[Photo-based point labeling data]
────────────────────

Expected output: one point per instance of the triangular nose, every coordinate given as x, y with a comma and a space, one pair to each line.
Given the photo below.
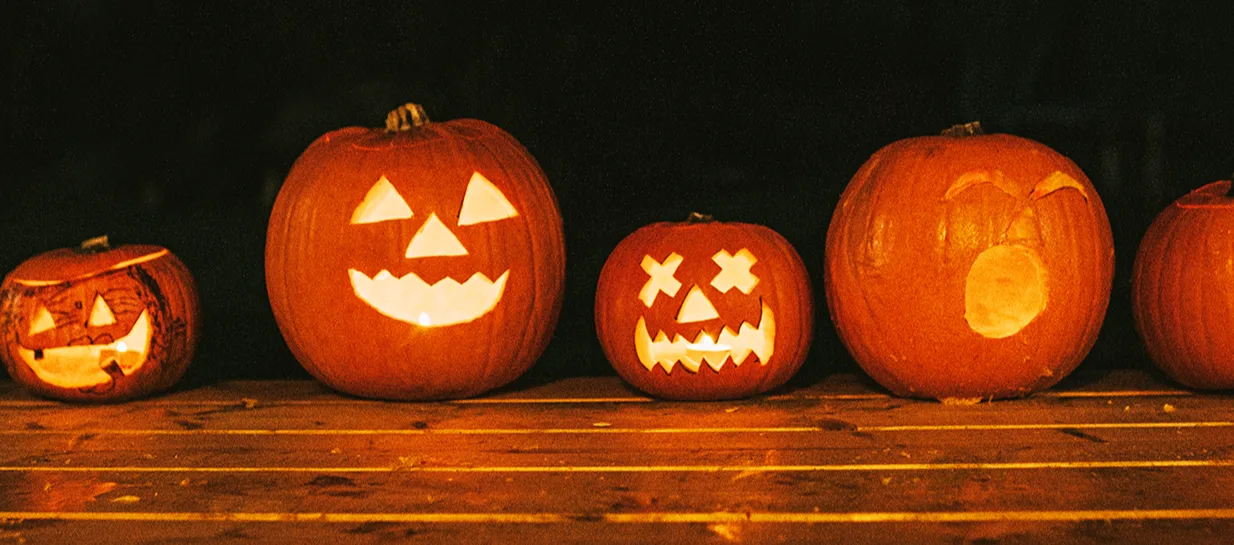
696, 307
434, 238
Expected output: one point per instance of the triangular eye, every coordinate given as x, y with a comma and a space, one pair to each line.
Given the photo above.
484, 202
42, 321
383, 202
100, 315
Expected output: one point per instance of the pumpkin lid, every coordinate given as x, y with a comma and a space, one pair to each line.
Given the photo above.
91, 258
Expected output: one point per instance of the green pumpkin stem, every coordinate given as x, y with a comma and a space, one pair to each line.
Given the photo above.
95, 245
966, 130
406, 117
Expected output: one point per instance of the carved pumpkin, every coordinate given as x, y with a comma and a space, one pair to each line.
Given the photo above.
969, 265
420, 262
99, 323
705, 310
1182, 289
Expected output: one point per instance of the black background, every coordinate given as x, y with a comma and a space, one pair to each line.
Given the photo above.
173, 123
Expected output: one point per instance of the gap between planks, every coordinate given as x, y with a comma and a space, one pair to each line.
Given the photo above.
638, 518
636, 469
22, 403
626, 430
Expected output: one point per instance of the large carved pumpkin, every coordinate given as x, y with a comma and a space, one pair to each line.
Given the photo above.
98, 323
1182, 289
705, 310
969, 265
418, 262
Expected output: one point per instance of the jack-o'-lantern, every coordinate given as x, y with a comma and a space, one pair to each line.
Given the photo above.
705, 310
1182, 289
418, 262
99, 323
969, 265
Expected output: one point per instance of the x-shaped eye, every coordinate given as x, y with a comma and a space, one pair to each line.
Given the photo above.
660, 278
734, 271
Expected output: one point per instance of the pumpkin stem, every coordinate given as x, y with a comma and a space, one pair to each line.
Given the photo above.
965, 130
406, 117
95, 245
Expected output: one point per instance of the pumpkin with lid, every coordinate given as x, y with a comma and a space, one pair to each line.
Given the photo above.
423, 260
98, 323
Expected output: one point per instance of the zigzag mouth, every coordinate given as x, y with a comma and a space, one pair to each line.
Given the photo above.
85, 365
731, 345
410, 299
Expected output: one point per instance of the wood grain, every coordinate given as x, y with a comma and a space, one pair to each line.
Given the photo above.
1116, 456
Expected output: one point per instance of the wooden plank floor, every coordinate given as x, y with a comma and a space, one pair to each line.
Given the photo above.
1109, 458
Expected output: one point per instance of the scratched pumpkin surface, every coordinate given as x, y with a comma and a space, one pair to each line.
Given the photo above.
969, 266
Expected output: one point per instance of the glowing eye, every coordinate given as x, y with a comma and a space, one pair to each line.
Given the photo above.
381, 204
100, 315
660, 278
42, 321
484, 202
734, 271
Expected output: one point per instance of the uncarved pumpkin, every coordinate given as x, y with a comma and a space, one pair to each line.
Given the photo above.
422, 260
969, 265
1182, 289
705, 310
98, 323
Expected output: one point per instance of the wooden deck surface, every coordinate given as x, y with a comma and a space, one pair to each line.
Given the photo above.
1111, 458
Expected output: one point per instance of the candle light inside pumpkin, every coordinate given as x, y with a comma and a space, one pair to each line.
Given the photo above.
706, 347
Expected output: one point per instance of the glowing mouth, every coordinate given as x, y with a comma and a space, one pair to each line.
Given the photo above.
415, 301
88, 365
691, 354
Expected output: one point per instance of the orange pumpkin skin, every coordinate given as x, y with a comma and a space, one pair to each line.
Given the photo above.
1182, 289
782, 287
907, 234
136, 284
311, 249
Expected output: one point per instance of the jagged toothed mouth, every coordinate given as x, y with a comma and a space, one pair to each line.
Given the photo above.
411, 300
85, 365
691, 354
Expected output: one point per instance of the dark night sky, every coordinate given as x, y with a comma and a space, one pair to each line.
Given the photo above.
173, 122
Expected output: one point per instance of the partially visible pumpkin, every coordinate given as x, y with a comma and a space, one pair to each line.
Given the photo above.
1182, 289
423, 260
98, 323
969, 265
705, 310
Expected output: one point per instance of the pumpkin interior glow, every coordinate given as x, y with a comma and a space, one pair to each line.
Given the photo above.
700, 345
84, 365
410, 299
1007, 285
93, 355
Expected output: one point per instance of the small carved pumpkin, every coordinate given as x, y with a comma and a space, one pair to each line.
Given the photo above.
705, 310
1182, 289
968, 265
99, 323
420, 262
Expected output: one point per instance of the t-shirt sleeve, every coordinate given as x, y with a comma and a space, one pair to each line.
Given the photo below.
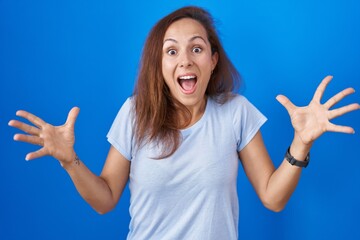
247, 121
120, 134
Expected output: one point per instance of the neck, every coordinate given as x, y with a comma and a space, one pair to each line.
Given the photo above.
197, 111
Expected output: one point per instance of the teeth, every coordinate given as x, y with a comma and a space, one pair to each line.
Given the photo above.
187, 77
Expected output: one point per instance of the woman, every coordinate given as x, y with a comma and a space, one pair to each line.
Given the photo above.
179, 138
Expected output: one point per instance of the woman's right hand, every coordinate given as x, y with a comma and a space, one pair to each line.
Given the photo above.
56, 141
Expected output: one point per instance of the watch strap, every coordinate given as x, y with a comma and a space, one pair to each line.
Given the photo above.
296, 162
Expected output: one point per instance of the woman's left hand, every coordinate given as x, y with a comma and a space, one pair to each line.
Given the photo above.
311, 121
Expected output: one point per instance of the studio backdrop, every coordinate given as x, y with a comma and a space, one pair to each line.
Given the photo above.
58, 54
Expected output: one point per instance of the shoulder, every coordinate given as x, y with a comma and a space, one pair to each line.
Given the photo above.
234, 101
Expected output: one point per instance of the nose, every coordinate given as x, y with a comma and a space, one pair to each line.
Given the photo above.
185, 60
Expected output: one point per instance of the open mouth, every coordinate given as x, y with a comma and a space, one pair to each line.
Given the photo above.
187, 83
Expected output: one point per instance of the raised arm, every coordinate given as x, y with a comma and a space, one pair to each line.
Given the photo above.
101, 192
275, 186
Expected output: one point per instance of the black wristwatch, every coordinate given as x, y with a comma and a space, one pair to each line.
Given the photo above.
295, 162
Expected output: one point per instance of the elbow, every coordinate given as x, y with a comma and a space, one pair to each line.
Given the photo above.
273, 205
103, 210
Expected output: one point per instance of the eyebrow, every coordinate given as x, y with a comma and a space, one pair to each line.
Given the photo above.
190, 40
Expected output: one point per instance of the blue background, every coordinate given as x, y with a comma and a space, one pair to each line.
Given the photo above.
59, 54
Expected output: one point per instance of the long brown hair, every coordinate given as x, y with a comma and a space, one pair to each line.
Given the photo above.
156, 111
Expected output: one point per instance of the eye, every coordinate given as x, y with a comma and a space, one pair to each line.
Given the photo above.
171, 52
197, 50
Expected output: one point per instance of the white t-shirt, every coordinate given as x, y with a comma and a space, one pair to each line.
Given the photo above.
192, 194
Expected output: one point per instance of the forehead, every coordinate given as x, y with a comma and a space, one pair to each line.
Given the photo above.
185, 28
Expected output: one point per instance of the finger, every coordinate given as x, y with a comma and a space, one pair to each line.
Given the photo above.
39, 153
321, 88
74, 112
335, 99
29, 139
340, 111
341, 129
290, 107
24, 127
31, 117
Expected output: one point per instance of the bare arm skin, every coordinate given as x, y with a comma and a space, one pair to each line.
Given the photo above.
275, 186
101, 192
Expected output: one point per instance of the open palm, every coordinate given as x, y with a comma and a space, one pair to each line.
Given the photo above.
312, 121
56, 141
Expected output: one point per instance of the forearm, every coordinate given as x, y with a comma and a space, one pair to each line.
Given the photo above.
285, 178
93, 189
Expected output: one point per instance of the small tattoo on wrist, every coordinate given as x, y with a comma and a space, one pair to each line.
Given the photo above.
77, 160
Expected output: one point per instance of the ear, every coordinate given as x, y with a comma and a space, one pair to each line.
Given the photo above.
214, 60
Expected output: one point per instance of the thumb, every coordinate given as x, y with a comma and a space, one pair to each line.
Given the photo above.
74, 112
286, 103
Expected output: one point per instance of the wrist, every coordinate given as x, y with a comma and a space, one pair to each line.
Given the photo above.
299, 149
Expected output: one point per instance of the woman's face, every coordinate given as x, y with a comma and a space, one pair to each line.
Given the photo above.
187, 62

────────────────────

**Exercise aim:** Rescale the answer coordinates by 2.2, rounding each to a whole number with halves going up. Give again every line of the listing, requests included, starting at the line that contains "Expected output: one point per instance of the thumb, every" and ending at the end of the listing.

**Result for this task:**
Expected output: one point per instance of the thumb, every coordinate given as x, y with a comma and a space, one pair to each line.
Given the photo above.
163, 246
629, 227
Expected output: one point per instance of the wrist, every coordinate given as x, y with a comma and a space, one pair to each line.
Given the photo above.
658, 328
Expected output: one point per instance of the woman's face, every coordinate given as x, y with a comma and a space, one pair to each line.
Given the photo above.
411, 136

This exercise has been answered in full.